[Work to do] Rewrite the stretch of the listing from its start through the line containing "[[628, 606]]", swapping "innermost" for "central" and leaving everything else unchanged.

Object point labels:
········
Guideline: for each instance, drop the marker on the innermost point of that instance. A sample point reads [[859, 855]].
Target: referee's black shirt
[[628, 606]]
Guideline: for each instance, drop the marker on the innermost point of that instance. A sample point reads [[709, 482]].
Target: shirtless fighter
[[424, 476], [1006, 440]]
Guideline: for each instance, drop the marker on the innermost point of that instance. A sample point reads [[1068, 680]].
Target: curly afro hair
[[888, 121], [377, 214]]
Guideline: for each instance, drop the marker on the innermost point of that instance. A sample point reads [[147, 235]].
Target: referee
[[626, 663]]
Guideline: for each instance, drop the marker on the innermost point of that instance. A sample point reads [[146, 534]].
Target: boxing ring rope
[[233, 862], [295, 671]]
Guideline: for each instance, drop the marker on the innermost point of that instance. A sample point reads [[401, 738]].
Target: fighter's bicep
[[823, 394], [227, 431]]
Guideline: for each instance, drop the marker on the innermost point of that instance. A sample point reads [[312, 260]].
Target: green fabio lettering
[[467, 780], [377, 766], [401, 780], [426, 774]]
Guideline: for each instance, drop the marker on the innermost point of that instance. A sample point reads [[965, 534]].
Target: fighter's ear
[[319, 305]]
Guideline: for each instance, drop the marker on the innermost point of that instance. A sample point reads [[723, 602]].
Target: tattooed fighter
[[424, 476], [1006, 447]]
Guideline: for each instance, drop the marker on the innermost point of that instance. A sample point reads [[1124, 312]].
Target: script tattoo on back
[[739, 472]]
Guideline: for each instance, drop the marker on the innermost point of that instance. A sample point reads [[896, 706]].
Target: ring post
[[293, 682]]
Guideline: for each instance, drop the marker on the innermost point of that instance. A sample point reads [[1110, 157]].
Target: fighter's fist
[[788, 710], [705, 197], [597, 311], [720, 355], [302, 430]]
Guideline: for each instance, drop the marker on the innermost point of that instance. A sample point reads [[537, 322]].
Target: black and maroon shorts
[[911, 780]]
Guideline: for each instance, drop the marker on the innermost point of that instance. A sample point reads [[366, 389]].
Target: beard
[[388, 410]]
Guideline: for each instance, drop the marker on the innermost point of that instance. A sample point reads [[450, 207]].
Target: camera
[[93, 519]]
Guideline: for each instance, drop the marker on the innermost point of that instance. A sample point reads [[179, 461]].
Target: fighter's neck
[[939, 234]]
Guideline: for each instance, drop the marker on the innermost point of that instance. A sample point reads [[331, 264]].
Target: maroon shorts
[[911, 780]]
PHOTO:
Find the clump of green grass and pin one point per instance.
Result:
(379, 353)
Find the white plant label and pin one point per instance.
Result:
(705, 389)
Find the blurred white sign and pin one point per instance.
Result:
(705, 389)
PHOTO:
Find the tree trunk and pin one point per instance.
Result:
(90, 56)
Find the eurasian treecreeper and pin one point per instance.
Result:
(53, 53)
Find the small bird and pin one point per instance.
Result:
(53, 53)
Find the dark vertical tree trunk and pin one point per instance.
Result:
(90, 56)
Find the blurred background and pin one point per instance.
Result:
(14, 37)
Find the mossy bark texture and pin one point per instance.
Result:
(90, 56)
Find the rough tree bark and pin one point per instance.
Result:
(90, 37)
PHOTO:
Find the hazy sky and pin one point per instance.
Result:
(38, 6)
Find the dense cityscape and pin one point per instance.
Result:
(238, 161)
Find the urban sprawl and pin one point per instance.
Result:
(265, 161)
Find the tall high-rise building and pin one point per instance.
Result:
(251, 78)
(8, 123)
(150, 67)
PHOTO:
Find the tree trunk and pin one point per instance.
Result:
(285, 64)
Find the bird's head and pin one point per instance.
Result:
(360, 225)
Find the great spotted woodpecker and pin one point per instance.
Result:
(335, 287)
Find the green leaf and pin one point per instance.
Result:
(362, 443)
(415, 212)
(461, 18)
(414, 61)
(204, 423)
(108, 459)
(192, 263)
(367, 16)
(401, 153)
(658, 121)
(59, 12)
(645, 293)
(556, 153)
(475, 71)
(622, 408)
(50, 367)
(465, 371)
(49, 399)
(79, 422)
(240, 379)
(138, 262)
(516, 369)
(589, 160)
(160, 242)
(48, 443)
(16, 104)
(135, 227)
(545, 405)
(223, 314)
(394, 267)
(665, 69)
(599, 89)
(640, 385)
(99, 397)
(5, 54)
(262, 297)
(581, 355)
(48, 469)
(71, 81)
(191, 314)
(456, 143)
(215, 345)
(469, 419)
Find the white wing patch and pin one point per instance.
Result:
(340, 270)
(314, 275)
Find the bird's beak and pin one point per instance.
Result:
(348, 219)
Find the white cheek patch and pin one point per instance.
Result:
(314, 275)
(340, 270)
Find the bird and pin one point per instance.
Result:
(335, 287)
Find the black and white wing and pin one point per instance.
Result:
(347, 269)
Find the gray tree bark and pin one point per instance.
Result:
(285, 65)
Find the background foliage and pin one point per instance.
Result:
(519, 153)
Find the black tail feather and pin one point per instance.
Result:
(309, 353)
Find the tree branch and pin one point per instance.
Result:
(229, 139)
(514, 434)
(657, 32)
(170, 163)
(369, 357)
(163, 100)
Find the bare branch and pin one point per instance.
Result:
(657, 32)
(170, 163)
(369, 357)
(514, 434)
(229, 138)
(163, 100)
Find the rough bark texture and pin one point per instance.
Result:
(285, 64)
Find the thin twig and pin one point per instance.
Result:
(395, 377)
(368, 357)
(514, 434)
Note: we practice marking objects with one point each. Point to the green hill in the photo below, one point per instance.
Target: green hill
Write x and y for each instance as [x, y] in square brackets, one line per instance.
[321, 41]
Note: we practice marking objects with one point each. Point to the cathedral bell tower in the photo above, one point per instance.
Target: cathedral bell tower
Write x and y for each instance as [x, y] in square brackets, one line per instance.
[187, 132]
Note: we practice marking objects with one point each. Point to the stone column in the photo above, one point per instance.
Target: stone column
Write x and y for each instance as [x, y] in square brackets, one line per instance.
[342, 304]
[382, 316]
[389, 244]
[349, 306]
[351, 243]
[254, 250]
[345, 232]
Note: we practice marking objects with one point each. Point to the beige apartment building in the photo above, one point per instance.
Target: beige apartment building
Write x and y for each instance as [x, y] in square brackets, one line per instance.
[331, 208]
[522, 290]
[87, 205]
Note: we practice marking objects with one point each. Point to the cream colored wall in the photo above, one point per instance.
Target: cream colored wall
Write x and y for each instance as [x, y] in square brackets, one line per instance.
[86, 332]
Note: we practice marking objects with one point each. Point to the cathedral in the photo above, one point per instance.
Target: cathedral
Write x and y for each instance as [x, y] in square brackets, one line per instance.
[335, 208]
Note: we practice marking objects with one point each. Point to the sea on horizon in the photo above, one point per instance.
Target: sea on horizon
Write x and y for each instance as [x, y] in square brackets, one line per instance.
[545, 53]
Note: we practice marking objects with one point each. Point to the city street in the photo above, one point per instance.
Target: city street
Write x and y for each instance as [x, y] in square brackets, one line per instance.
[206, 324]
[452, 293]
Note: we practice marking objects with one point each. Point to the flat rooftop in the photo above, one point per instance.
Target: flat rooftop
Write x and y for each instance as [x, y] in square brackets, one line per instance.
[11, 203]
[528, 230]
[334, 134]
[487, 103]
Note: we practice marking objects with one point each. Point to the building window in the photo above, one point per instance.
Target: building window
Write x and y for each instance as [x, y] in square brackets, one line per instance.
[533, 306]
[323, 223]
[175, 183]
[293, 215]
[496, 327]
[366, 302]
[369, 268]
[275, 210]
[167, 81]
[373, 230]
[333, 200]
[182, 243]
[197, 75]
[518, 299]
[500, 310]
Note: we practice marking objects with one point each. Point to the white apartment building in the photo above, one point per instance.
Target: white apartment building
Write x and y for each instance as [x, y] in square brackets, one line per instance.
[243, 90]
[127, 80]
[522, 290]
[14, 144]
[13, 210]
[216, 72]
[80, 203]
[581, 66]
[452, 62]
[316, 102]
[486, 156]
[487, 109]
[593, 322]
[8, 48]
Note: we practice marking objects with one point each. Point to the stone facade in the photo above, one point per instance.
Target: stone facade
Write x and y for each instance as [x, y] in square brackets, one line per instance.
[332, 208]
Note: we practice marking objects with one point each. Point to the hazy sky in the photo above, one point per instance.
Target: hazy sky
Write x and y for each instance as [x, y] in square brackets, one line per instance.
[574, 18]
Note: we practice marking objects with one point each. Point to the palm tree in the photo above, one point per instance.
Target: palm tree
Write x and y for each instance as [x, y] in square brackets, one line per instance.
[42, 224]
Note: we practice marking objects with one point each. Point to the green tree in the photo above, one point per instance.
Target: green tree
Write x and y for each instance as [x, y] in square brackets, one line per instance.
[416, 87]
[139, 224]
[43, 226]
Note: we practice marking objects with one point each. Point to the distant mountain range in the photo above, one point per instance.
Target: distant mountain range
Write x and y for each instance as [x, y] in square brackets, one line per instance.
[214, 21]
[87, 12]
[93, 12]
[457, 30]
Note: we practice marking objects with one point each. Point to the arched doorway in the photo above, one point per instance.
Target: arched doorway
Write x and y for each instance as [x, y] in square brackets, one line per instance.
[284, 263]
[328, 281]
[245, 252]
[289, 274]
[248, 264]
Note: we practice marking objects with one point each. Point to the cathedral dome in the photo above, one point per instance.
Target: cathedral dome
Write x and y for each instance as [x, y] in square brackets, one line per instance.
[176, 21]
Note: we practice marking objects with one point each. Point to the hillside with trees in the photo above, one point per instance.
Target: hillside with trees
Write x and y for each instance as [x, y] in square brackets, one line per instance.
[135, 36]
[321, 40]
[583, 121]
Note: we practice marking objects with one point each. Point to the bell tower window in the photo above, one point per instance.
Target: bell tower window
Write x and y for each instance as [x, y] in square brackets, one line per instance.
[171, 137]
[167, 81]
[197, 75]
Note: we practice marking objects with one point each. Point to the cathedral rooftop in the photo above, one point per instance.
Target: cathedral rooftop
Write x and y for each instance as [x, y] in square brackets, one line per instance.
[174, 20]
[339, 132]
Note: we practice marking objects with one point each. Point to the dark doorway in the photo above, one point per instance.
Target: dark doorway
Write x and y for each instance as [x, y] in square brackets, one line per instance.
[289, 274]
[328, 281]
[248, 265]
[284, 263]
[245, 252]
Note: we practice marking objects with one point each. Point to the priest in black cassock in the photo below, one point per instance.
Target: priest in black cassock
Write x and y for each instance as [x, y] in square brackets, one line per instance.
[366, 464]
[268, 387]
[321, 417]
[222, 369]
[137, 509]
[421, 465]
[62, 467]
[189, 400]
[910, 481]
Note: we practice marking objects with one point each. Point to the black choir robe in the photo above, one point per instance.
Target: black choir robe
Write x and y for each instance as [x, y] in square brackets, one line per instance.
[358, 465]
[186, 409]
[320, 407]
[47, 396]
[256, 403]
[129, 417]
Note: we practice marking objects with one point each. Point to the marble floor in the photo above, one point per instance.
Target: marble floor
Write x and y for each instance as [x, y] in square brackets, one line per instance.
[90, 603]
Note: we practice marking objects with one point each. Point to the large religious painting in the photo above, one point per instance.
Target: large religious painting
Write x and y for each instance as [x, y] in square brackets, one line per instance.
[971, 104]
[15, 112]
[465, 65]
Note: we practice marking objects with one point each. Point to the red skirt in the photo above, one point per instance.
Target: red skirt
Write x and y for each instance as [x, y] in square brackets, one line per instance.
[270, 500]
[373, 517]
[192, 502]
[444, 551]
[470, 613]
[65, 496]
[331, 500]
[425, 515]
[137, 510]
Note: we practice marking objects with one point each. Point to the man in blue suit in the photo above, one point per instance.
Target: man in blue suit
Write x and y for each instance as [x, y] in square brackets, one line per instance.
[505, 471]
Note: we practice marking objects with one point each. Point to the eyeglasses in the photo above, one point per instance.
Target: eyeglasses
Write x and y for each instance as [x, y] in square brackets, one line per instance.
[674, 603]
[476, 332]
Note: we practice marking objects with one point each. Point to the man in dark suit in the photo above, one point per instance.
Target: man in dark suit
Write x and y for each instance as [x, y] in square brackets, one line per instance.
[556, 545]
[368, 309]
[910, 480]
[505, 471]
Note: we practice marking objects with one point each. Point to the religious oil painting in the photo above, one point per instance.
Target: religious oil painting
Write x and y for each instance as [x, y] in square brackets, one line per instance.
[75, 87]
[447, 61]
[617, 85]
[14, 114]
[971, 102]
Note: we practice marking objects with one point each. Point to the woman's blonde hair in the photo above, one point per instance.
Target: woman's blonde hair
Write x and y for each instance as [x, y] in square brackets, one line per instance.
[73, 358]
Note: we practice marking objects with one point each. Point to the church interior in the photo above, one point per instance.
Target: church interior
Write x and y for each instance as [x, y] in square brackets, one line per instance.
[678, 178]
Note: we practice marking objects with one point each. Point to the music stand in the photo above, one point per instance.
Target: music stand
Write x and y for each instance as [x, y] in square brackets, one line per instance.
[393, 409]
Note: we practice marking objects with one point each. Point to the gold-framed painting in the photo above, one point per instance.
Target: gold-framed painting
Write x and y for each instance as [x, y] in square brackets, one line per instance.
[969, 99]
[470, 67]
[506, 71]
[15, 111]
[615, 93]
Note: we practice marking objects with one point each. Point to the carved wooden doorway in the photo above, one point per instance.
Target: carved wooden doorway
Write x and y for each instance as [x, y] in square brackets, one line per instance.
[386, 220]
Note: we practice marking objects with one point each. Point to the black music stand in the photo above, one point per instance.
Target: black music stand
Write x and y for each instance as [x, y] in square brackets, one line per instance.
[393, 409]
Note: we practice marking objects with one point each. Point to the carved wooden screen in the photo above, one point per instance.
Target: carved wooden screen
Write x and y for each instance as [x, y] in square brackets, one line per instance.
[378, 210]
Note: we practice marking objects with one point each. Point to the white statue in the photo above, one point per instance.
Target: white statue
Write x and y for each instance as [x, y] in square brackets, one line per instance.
········
[Correct result]
Guideline: for each instance, drop the marker on the central point of that instance. A sample point reads [[859, 855]].
Target: referee's black shirt
[[628, 606]]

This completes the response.